===== SUPPLIED MATERIAL
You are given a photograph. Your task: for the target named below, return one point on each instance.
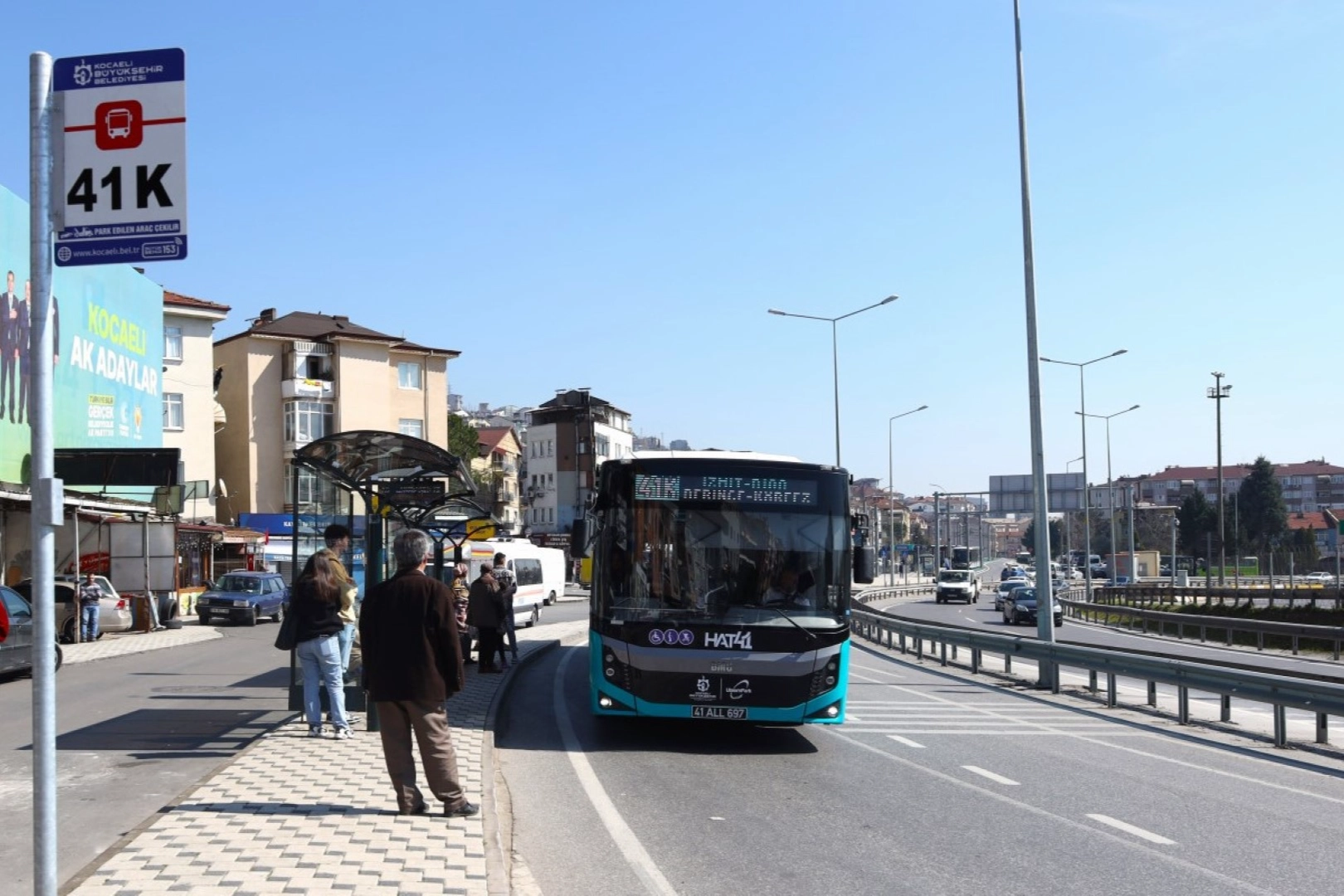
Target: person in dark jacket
(413, 663)
(316, 603)
(485, 611)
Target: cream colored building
(496, 469)
(293, 379)
(191, 414)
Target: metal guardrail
(1280, 692)
(1103, 611)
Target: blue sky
(611, 195)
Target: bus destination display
(661, 486)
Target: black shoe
(465, 811)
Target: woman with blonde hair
(316, 603)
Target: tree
(1057, 536)
(1264, 519)
(1198, 519)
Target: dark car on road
(1020, 607)
(245, 597)
(17, 649)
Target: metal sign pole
(46, 489)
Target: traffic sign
(121, 158)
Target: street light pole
(891, 490)
(1110, 492)
(1218, 392)
(835, 351)
(1082, 403)
(1069, 553)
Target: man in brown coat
(413, 663)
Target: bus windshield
(737, 564)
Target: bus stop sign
(119, 182)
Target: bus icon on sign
(119, 125)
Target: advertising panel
(108, 353)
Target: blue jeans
(89, 622)
(320, 659)
(347, 641)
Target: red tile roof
(187, 301)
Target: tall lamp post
(1110, 490)
(835, 355)
(937, 533)
(1218, 392)
(1069, 553)
(891, 489)
(1082, 405)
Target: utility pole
(1218, 392)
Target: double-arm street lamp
(1218, 392)
(1110, 490)
(1082, 405)
(835, 355)
(891, 490)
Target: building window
(308, 421)
(173, 344)
(311, 488)
(407, 375)
(173, 411)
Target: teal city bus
(721, 587)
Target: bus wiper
(791, 621)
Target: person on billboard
(8, 347)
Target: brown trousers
(398, 719)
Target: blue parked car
(245, 597)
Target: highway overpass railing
(1278, 692)
(1159, 622)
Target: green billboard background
(108, 359)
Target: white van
(539, 572)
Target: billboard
(108, 353)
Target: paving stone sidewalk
(123, 644)
(296, 815)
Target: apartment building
(1308, 486)
(293, 379)
(566, 441)
(191, 412)
(498, 470)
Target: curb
(498, 859)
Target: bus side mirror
(578, 539)
(863, 566)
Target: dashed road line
(1132, 829)
(906, 742)
(996, 778)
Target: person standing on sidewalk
(461, 598)
(413, 663)
(485, 611)
(509, 587)
(316, 603)
(90, 598)
(338, 542)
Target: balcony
(308, 388)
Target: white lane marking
(1045, 813)
(906, 742)
(991, 718)
(986, 772)
(1132, 829)
(626, 840)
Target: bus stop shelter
(396, 481)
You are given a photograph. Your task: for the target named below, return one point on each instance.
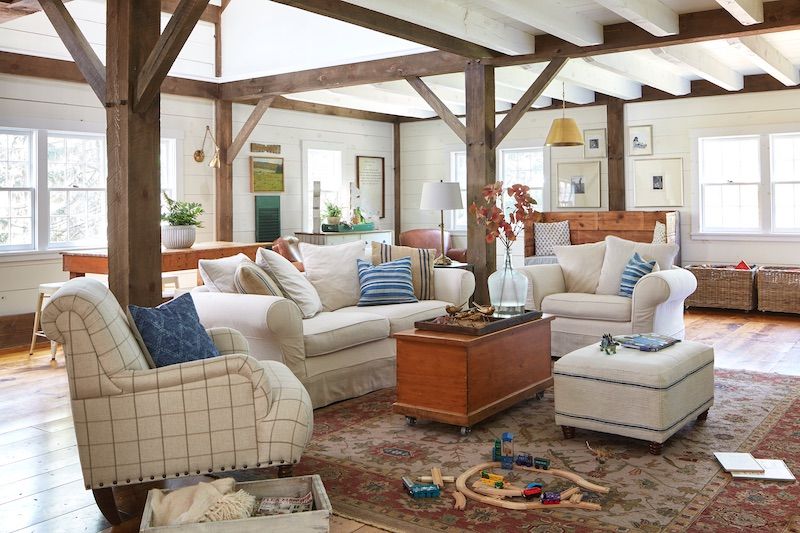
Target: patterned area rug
(361, 450)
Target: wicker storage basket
(778, 289)
(723, 286)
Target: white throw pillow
(546, 235)
(218, 274)
(581, 264)
(619, 251)
(333, 272)
(291, 281)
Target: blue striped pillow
(634, 271)
(387, 283)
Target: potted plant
(333, 213)
(182, 218)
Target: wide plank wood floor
(42, 488)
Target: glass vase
(508, 289)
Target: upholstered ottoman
(644, 395)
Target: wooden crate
(723, 287)
(778, 289)
(316, 520)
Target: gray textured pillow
(549, 234)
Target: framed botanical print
(266, 174)
(658, 182)
(594, 143)
(579, 184)
(640, 140)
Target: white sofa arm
(658, 298)
(453, 285)
(272, 325)
(543, 280)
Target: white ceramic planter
(177, 237)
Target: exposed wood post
(79, 48)
(439, 107)
(223, 119)
(166, 50)
(133, 137)
(524, 103)
(247, 129)
(480, 168)
(615, 120)
(398, 205)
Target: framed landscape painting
(579, 184)
(266, 174)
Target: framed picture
(371, 182)
(266, 174)
(579, 184)
(640, 140)
(594, 143)
(658, 182)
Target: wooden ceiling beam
(251, 123)
(439, 107)
(163, 56)
(79, 48)
(650, 15)
(745, 11)
(524, 104)
(377, 21)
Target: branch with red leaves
(500, 225)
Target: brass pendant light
(564, 131)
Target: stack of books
(744, 465)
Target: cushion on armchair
(171, 333)
(546, 235)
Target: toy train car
(524, 459)
(420, 490)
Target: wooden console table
(462, 379)
(81, 262)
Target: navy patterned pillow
(171, 333)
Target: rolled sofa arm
(272, 325)
(543, 280)
(658, 299)
(453, 285)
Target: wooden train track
(494, 497)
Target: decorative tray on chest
(490, 324)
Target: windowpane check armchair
(136, 424)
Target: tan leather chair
(431, 238)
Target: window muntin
(17, 190)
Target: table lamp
(441, 195)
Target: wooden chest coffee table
(462, 379)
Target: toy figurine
(608, 344)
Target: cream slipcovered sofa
(581, 291)
(135, 424)
(337, 354)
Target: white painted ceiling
(262, 38)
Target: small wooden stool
(46, 290)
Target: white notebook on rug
(774, 469)
(739, 462)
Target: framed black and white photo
(579, 184)
(640, 140)
(594, 143)
(658, 182)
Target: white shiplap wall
(34, 103)
(425, 146)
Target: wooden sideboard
(384, 236)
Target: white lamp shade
(441, 195)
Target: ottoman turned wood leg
(656, 447)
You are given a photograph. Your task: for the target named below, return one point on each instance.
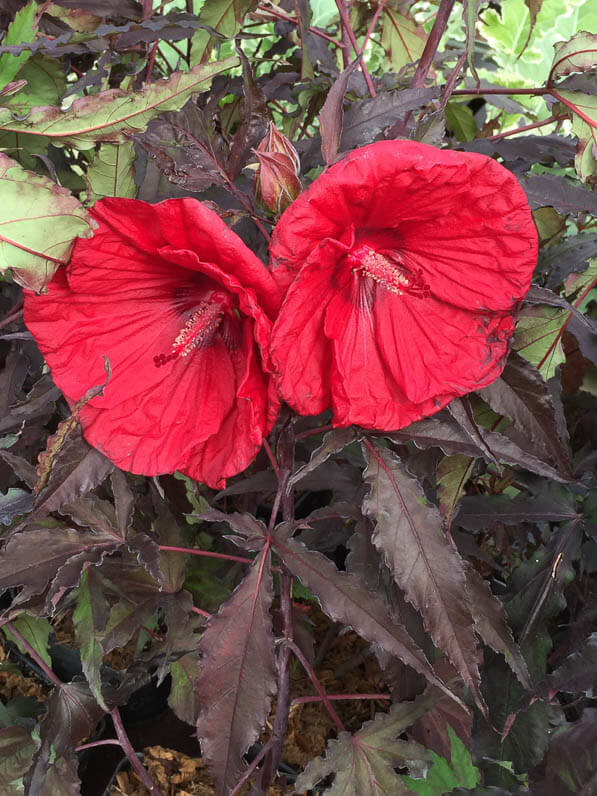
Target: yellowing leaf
(39, 222)
(113, 115)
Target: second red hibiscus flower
(404, 266)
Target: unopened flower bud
(276, 182)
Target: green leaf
(444, 777)
(90, 619)
(364, 763)
(578, 54)
(453, 473)
(40, 221)
(113, 115)
(538, 337)
(112, 172)
(461, 121)
(46, 83)
(21, 29)
(402, 39)
(34, 630)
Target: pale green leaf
(90, 619)
(112, 172)
(20, 30)
(46, 83)
(34, 630)
(39, 222)
(578, 54)
(402, 39)
(538, 337)
(113, 115)
(453, 473)
(461, 121)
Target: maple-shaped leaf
(237, 681)
(345, 598)
(364, 763)
(425, 565)
(72, 715)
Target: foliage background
(164, 99)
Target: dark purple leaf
(491, 625)
(571, 761)
(453, 473)
(333, 442)
(521, 394)
(105, 8)
(254, 124)
(77, 469)
(578, 673)
(90, 618)
(16, 751)
(43, 394)
(32, 558)
(365, 763)
(13, 503)
(21, 468)
(237, 681)
(347, 600)
(72, 715)
(551, 190)
(520, 153)
(331, 115)
(425, 565)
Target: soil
(346, 667)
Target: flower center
(197, 332)
(388, 270)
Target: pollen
(199, 329)
(388, 271)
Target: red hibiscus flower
(405, 266)
(180, 307)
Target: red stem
(526, 127)
(194, 552)
(338, 697)
(127, 748)
(272, 458)
(432, 43)
(345, 23)
(318, 687)
(200, 612)
(312, 431)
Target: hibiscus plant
(298, 326)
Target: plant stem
(92, 744)
(194, 552)
(285, 496)
(251, 768)
(34, 655)
(432, 43)
(318, 687)
(551, 120)
(200, 612)
(127, 748)
(338, 697)
(312, 431)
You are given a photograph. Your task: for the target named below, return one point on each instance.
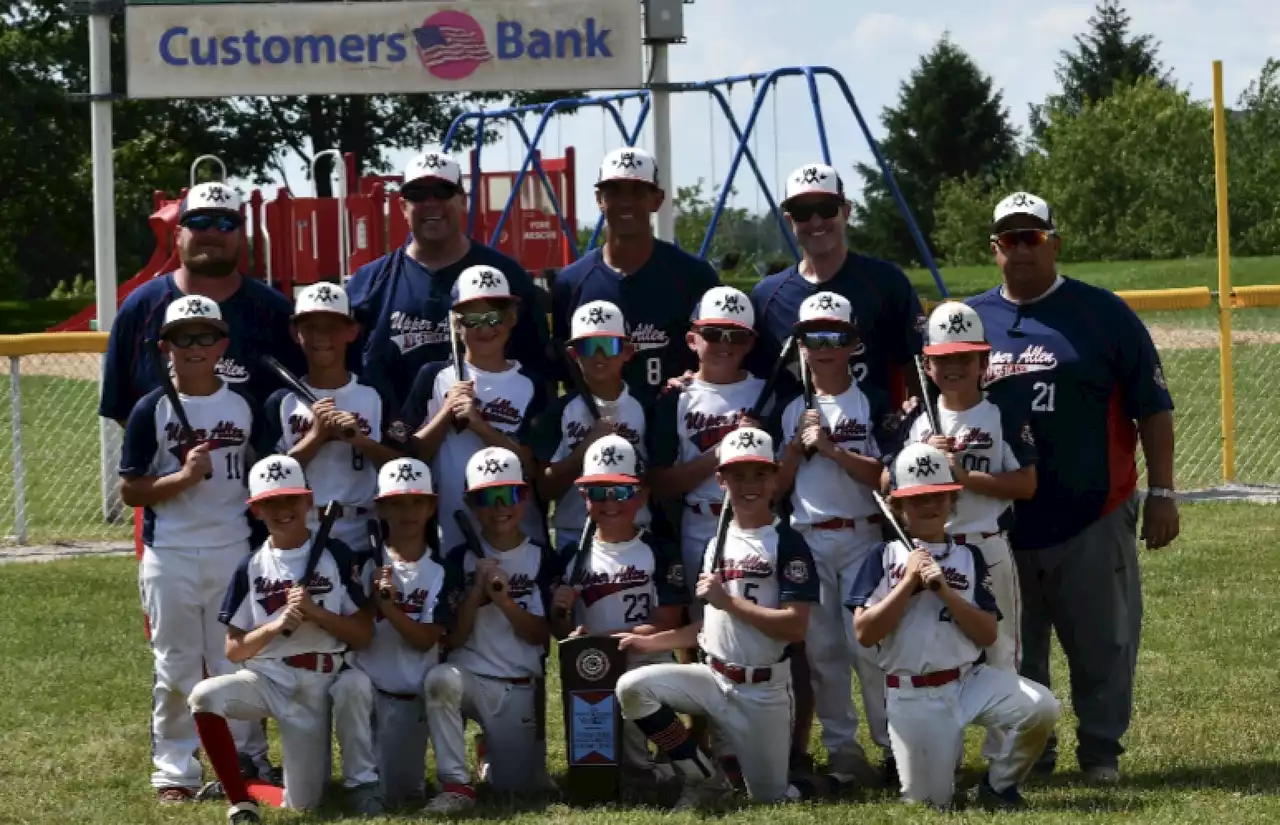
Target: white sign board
(382, 47)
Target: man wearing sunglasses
(402, 299)
(1083, 363)
(210, 244)
(886, 308)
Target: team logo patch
(592, 665)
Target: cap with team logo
(275, 476)
(813, 179)
(432, 166)
(612, 459)
(1023, 204)
(493, 466)
(955, 326)
(403, 476)
(629, 163)
(920, 470)
(318, 298)
(211, 197)
(746, 444)
(481, 283)
(725, 306)
(192, 310)
(598, 319)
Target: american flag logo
(438, 45)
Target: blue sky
(874, 45)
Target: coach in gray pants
(1083, 363)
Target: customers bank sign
(222, 49)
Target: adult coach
(402, 299)
(654, 283)
(1083, 363)
(886, 307)
(257, 317)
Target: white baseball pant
(182, 591)
(927, 729)
(754, 719)
(298, 700)
(832, 650)
(506, 714)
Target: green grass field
(1205, 745)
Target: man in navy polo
(1082, 362)
(886, 308)
(402, 299)
(209, 248)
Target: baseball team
(368, 512)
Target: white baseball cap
(725, 306)
(629, 163)
(275, 476)
(920, 470)
(481, 283)
(493, 466)
(826, 307)
(1023, 204)
(432, 166)
(813, 179)
(403, 476)
(192, 310)
(955, 326)
(598, 319)
(329, 298)
(746, 444)
(210, 197)
(612, 459)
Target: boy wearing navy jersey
(929, 644)
(191, 486)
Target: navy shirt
(658, 299)
(403, 312)
(257, 317)
(1083, 365)
(886, 308)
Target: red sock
(215, 737)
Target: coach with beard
(210, 233)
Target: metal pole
(104, 223)
(661, 97)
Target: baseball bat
(472, 540)
(318, 544)
(170, 392)
(298, 388)
(897, 530)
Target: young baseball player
(832, 459)
(758, 596)
(291, 633)
(498, 640)
(625, 581)
(494, 406)
(931, 644)
(195, 531)
(351, 431)
(599, 348)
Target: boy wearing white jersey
(195, 531)
(625, 581)
(833, 461)
(929, 644)
(291, 636)
(493, 406)
(351, 431)
(758, 599)
(498, 640)
(600, 348)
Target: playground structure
(529, 212)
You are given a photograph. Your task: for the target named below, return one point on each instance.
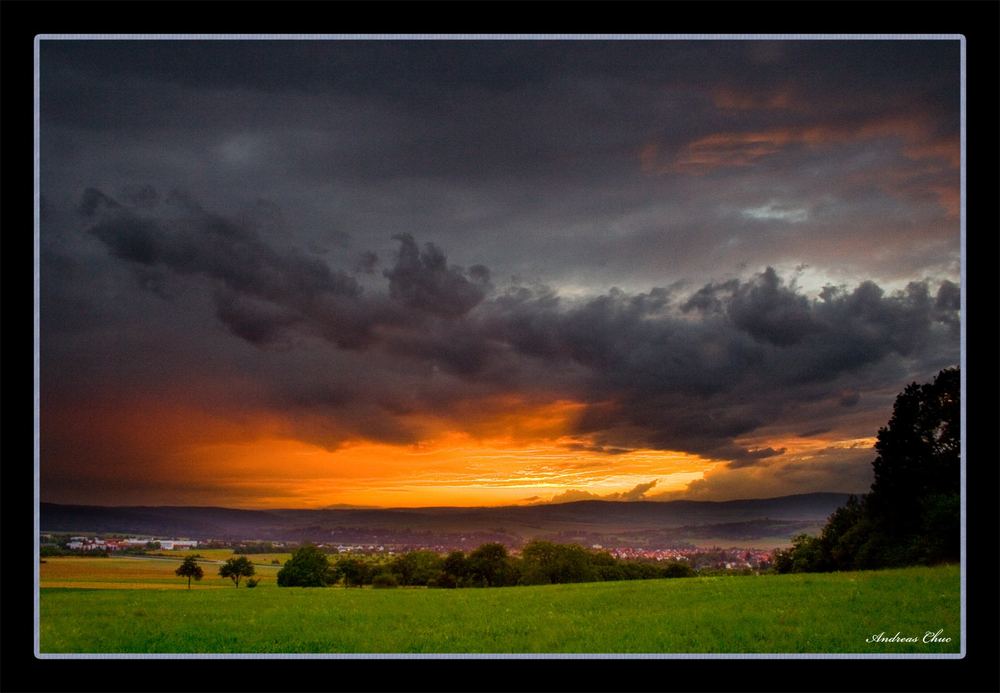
==========
### GOAL
Count the lines in the records that contain the word "background", matching case exactly. Reply with the number alone.

### RESPONSE TO THE EXERCISE
2